___ PROVIDED DATA
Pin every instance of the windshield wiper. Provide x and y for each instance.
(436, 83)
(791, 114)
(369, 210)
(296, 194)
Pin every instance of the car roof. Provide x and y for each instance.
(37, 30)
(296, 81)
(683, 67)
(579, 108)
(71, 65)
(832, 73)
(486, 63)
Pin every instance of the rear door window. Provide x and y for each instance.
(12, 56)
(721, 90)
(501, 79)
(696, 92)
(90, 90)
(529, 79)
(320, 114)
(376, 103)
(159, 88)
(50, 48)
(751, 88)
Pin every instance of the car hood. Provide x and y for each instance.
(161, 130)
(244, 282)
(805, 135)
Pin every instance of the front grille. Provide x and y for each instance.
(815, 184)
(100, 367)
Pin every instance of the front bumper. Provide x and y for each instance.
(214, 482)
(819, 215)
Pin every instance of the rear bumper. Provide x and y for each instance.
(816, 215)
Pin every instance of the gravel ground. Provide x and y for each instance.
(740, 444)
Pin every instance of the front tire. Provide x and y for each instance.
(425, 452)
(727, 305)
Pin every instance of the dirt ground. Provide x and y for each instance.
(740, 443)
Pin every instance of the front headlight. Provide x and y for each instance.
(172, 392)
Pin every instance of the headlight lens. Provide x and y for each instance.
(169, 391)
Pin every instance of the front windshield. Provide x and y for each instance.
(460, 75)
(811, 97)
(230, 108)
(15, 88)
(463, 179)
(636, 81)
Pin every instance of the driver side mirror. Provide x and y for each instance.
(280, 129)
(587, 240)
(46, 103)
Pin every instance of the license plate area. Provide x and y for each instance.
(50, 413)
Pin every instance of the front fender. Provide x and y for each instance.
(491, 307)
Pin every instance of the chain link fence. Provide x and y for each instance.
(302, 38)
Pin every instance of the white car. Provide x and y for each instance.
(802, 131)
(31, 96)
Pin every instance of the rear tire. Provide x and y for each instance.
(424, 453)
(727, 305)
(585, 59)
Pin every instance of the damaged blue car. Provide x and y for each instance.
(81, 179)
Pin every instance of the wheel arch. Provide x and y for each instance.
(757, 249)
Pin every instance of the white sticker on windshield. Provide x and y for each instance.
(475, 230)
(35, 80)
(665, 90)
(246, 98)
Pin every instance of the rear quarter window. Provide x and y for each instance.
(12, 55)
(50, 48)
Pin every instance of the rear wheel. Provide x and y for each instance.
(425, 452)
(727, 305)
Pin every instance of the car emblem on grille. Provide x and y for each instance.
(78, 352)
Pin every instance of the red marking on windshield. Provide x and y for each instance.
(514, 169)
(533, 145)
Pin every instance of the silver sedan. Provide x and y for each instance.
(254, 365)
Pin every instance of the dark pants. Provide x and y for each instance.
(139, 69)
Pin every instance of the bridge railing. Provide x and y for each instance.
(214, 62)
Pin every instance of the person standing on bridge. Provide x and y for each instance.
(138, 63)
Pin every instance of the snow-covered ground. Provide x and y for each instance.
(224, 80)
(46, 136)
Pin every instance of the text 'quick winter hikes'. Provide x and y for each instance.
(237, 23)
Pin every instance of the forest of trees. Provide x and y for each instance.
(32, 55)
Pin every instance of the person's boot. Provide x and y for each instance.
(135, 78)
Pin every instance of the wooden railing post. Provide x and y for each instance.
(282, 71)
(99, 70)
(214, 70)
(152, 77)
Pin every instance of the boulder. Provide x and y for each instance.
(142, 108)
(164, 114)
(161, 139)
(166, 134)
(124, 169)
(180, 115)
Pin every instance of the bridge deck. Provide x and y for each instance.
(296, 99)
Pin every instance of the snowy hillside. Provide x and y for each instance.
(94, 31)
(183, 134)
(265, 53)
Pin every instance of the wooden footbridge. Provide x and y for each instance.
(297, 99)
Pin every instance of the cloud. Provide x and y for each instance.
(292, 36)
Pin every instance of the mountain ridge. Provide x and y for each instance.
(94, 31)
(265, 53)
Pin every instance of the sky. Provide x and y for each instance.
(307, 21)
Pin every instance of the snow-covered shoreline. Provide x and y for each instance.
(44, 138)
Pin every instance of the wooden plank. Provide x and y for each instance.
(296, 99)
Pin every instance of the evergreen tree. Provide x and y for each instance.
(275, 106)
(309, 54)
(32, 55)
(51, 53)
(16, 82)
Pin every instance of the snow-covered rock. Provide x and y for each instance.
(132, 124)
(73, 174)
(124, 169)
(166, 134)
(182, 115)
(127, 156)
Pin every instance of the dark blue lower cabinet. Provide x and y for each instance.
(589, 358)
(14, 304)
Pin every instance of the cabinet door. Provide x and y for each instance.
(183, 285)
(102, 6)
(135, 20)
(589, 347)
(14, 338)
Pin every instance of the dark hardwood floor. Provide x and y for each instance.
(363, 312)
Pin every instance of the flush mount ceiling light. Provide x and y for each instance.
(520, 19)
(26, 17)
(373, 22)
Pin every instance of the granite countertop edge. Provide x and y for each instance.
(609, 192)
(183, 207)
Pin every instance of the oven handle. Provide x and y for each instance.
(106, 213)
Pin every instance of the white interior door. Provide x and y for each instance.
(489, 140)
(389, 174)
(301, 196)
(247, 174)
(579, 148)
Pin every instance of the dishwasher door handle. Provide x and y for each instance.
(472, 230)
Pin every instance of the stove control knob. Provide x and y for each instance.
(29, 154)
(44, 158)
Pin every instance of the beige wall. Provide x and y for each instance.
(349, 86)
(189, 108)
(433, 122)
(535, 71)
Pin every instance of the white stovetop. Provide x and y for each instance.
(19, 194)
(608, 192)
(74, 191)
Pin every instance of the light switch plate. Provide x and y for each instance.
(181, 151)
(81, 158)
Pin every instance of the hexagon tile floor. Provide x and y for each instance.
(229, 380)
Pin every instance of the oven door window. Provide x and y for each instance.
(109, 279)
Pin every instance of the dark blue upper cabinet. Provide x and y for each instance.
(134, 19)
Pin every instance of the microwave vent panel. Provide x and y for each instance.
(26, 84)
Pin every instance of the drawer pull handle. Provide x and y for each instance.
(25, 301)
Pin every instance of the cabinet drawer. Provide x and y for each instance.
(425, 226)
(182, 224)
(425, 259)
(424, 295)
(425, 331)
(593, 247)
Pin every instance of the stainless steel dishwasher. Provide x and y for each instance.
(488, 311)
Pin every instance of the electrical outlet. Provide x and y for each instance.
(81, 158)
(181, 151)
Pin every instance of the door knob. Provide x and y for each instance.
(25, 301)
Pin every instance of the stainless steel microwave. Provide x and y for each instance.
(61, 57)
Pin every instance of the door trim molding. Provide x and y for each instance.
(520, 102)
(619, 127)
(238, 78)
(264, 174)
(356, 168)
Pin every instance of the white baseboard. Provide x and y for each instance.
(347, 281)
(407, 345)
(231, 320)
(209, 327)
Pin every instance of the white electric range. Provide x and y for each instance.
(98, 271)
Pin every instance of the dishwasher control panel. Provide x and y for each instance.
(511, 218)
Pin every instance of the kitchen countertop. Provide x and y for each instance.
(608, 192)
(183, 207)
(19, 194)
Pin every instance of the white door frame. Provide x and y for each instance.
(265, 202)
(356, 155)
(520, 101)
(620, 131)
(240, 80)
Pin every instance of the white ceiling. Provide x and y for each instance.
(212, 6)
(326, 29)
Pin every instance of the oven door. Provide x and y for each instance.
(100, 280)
______
_WORK ORDER_:
Each record, from first to last, should be returned verbatim.

_TASK ANSWER_:
Pin every instance of the windshield wiper. Provide x and y for each instance.
(436, 83)
(791, 114)
(369, 210)
(296, 194)
Pin every instance of the car roof. Provide x and y for each instance.
(37, 30)
(296, 81)
(683, 67)
(579, 108)
(71, 65)
(832, 73)
(486, 63)
Pin every instance of the rear door window. Provide x and y for each instance.
(12, 56)
(721, 90)
(501, 79)
(696, 92)
(90, 90)
(529, 79)
(320, 114)
(376, 103)
(159, 88)
(50, 48)
(751, 88)
Pin every instance of the car hood. Provide x and y for each instance.
(161, 130)
(244, 282)
(805, 135)
Pin every instance of the front grille. Provide x and y for each instance.
(815, 184)
(100, 367)
Pin every instance of the front bumper. Provide x and y for each instance.
(214, 482)
(819, 215)
Pin every instance of the rear bumper. Provide x and y for each instance.
(816, 215)
Pin every instance of the gravel ground. Provide x and y for each instance.
(740, 444)
Pin every instance of the front tire. Provide x and y for each instance.
(425, 452)
(727, 305)
Pin every instance of the dirt ground. Provide x and y for each instance.
(740, 443)
Pin every instance of the front headlight. Provide x and y for each instance.
(172, 392)
Pin every instance of the headlight lens. Provide x and y for each instance.
(169, 391)
Pin every instance of the front windshield. Provide x and y for each instance.
(460, 75)
(811, 97)
(230, 108)
(15, 88)
(463, 179)
(636, 81)
Pin every instance of the driver side mirror. Provide x and y for each instance.
(280, 129)
(587, 240)
(46, 103)
Pin every instance of the license plate area. Provide x and y for each instance.
(50, 413)
Pin every instance of the front fender. Provide x and y for each instance.
(491, 307)
Pin every instance of the chain link fence. Provide x and y for each instance.
(302, 38)
Pin every instance of the white car. Provide x and y for each instance.
(802, 131)
(31, 96)
Pin every instance of the rear tire. Provide x and y for each instance.
(424, 453)
(727, 305)
(585, 59)
Pin every instance of the damaged blue car. Provide x and y for each instance.
(81, 179)
Pin every instance of the wheel arch. Provide x and y for each instance.
(757, 249)
Pin every instance of the white sticker on windshield. Provide x and y for each instance.
(475, 230)
(35, 80)
(665, 90)
(246, 98)
Pin every instance of the rear quarter window. Provide x and y for each instance.
(12, 55)
(50, 48)
Pin every instance of the rear wheel. Provide x and y for each instance.
(425, 452)
(727, 305)
Pin every instance of the car emblem on grille. Provide x and y for each instance.
(78, 352)
Pin every instance of the red marking on windshield. Provide x and y for each instance.
(514, 169)
(533, 145)
Pin every instance of the silver sedan. Provide x and y for each instance.
(254, 365)
Pin every instance of the dark pants. Provide x and y for each instance.
(139, 69)
Pin every instance of the bridge railing. Provide x and y for each instance.
(214, 62)
Pin every instance of the person standing on bridge. Provide x and y for each instance.
(138, 63)
Pin every instance of the snow-covered ground. Provide x and y for each instance.
(224, 80)
(46, 136)
Pin every instance of the text 'quick winter hikes'. Provide x and y for each instance.
(237, 23)
Pin every instance of the forest of trees. Provide x and y for each instance.
(32, 55)
Pin every instance of the person's boot. Provide x and y for each instance.
(135, 78)
Pin every instance of the wooden railing post. Provide x and y for each instance.
(282, 71)
(99, 70)
(214, 70)
(152, 77)
Pin every instance of the boulder. Provide x and y for each instance.
(142, 108)
(164, 114)
(161, 139)
(166, 134)
(124, 169)
(180, 115)
Pin every instance of the bridge deck. Provide x and y for each instance.
(296, 99)
Pin every instance of the snowy hillside. Provide x and y for each instance.
(94, 31)
(183, 134)
(265, 53)
Pin every instance of the wooden footbridge. Provide x and y for each instance.
(297, 99)
Pin every instance of the cloud. Provide x and y for each instance.
(292, 36)
Pin every instance of the mountain ridge. Provide x and y for each instance.
(94, 31)
(265, 53)
Pin every instance of the sky. Provide x and y for each instance.
(307, 21)
Pin every instance of the snow-covered shoreline. Provide x and y for each instance.
(44, 138)
Pin every instance of the wooden plank. Provide x and y for each instance.
(296, 99)
Pin every instance of the evergreen tree. Provide x and y for each instance.
(275, 106)
(309, 54)
(32, 55)
(51, 53)
(16, 82)
Pin every instance of the snow-covered rock. Provide x and y for each instance.
(132, 124)
(73, 174)
(124, 169)
(166, 134)
(182, 115)
(127, 156)
Pin every instance of the dark blue lower cabinet. Provide x and y for each instance.
(589, 358)
(14, 304)
Pin every instance of the cabinet door. Provide x and y for each instance.
(183, 285)
(102, 6)
(135, 20)
(589, 347)
(14, 338)
Pin every instance of the dark hardwood floor. Provide x and y for each instance.
(363, 312)
Pin every instance of the flush mount ceiling light. Provide x and y for each instance.
(520, 19)
(26, 17)
(373, 22)
Pin every instance of the granite countertop edge. Provide x and y for each instance.
(609, 192)
(183, 207)
Pin every instance of the oven handle. Provide x and y for each instance.
(106, 213)
Pin every instance of the white interior door. Provide x and y for each instance.
(489, 140)
(389, 174)
(301, 196)
(247, 174)
(579, 148)
Pin every instance of the dishwasher door handle. Provide x and y for each instance.
(472, 230)
Pin every instance of the stove control knob. Provide x and y for each instance.
(29, 154)
(44, 158)
Pin every instance of the beige wall. Provide x and y for each instance.
(349, 86)
(189, 108)
(433, 122)
(535, 71)
Pin every instance of the white stovetop. Provide x and y for each instance.
(19, 194)
(608, 192)
(74, 191)
Pin every instance of the light switch plate. Provide x and y for each instance.
(181, 151)
(81, 158)
Pin every instance of the hexagon tile floor. Provide x and y for each instance.
(229, 380)
Pin every instance of the oven door window. Provide x and y for each instance.
(109, 279)
Pin every instance of the dark blue upper cabinet. Provide x and y for each instance.
(134, 19)
Pin every instance of the microwave vent panel. Provide x and y for each instance.
(26, 84)
Pin every instance of the drawer pull handle. Provide x and y for each instance.
(25, 301)
Pin every instance of the cabinet drawer. Provide x and y for each instance.
(425, 226)
(182, 224)
(425, 259)
(424, 295)
(425, 331)
(593, 247)
Pin every instance of the stainless steel dishwasher. Provide x and y for each instance.
(488, 311)
Pin every instance of the electrical outlet. Provide x and y for each instance.
(81, 158)
(181, 151)
Pin every instance of the door knob. Provide x and y for each instance.
(25, 301)
Pin every instance of the stainless steel microwave. Provide x and y for each instance.
(61, 57)
Pin every instance of the door trim molding. Provide x and y for each instance.
(520, 102)
(619, 127)
(238, 78)
(264, 174)
(356, 168)
Pin every instance of the white baseboard. Provide x and y for each instance.
(347, 281)
(407, 345)
(231, 320)
(209, 327)
Pin every instance of the white electric range. Provide x and y for each instance.
(98, 271)
Pin every instance of the dishwasher control panel. Provide x and y for each instance.
(511, 218)
Pin every instance of the kitchen countertop. Provide x and y for each instance.
(608, 192)
(183, 207)
(19, 194)
Pin every instance of the white door frame. Provide x and y for each instance.
(265, 202)
(356, 155)
(520, 101)
(620, 131)
(240, 80)
Pin every instance of the white ceiling. Provide x and y for each instance.
(212, 6)
(326, 29)
Pin every instance of the oven door. Provide x and y for each instance.
(100, 280)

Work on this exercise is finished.